• _TEXT PASSAGE_
-------
Los Dominicos Park is a public park located at the end of Apoquindo Avenue in Santiago, Chile. The park is an access point for the Santiago municipalities of Las Condes, Vitacura and Lo Barnechea and also provides access to some parts of the municipality of La Reina. It is the site of a permanent crafts market at Los Dominicos Village, a popular tourist destination, as well as a regular local food market and Los Dominicos metro station, part of the Santiago Metro network.

== Name ==

The park is named after the nearby San Vicente Ferrer church, which formerly belonged to the Dominican Order and is commonly known as “Iglesia de los Dominicos” (Church of the Dominicans). The same name is used for Los Dominicos street, which leads up to the park from the south west, and Los Dominicos Metro station, which sits opposite its western edge.

== History and development ==

The land holding the park was formerly part of the Fundo Apoquindo (“fundo” in Spanish means a large farm owned by a single landlord), which also held San Vicente Ferrer church, stables and warehouses, giving the area traditional pastoral feel that can still be seen today in Los Dominicos Village.
-------
• _REQUIRED ACTION 1_
Update the passage on Los Dominicos Park by writing it out again with "crafts market" changed to "artisan market". Begin at the words "Los Dominicos Park" and stop after "its western edge.".
• _REQUIRED ACTION 2_
According to the text on Los Dominicos Park, what is the park named after?
• _REQUIRED ACTION 3_
Proceed with the text on Los Dominicos Park, picking up after its final sentence.

• _EXTRACTED DATA_
-------
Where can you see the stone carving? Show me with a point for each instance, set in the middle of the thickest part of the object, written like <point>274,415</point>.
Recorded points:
-------
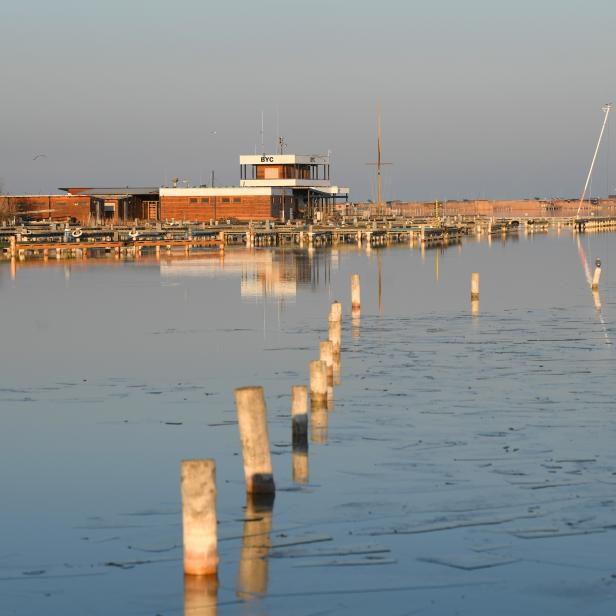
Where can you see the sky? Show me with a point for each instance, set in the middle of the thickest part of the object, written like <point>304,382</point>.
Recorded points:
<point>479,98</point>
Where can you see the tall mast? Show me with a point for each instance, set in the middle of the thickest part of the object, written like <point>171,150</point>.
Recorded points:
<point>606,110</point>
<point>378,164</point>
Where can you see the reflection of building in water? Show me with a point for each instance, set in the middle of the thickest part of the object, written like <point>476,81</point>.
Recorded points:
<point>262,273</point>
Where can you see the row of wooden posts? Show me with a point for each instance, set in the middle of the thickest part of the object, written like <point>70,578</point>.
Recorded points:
-------
• _ANSWER 1_
Los Dominicos Park is a public park located at the end of Apoquindo Avenue in Santiago, Chile. The park is an access point for the Santiago municipalities of Las Condes, Vitacura and Lo Barnechea and also provides access to some parts of the municipality of La Reina. It is the site of a permanent artisan market at Los Dominicos Village, a popular tourist destination, as well as a regular local food market and Los Dominicos metro station, part of the Santiago Metro network.

== Name ==

The park is named after the nearby San Vicente Ferrer church, which formerly belonged to the Dominican Order and is commonly known as “Iglesia de los Dominicos” (Church of the Dominicans). The same name is used for Los Dominicos street, which leads up to the park from the south west, and Los Dominicos Metro station, which sits opposite its western edge.

• _ANSWER 2_
The park is named after the nearby San Vicente Ferrer church, commonly known as "Iglesia de los Dominicos."

• _ANSWER 3_
In the 80s, artists and artisans took over the farm’s old cellars and stables in the eastern part of the park and built more small shops, using traditional, colonial-style adobe, to form the Pueblito de Los Dominicos (Los Dominicos Village). The development of the village has increased with the development of the surrounding neighbourhoods of Vitacura, Las Condes and La Reina, connected via Avenida Padre Hurtado (Padre Hurtado Avenue). Los Dominicos Metro station, constructed in January 2010, completed an extension of the Santiago Metro Line 1 into the northeastern sector of Santiago, and saw new shopping centres open in the area, as well as an increase in population.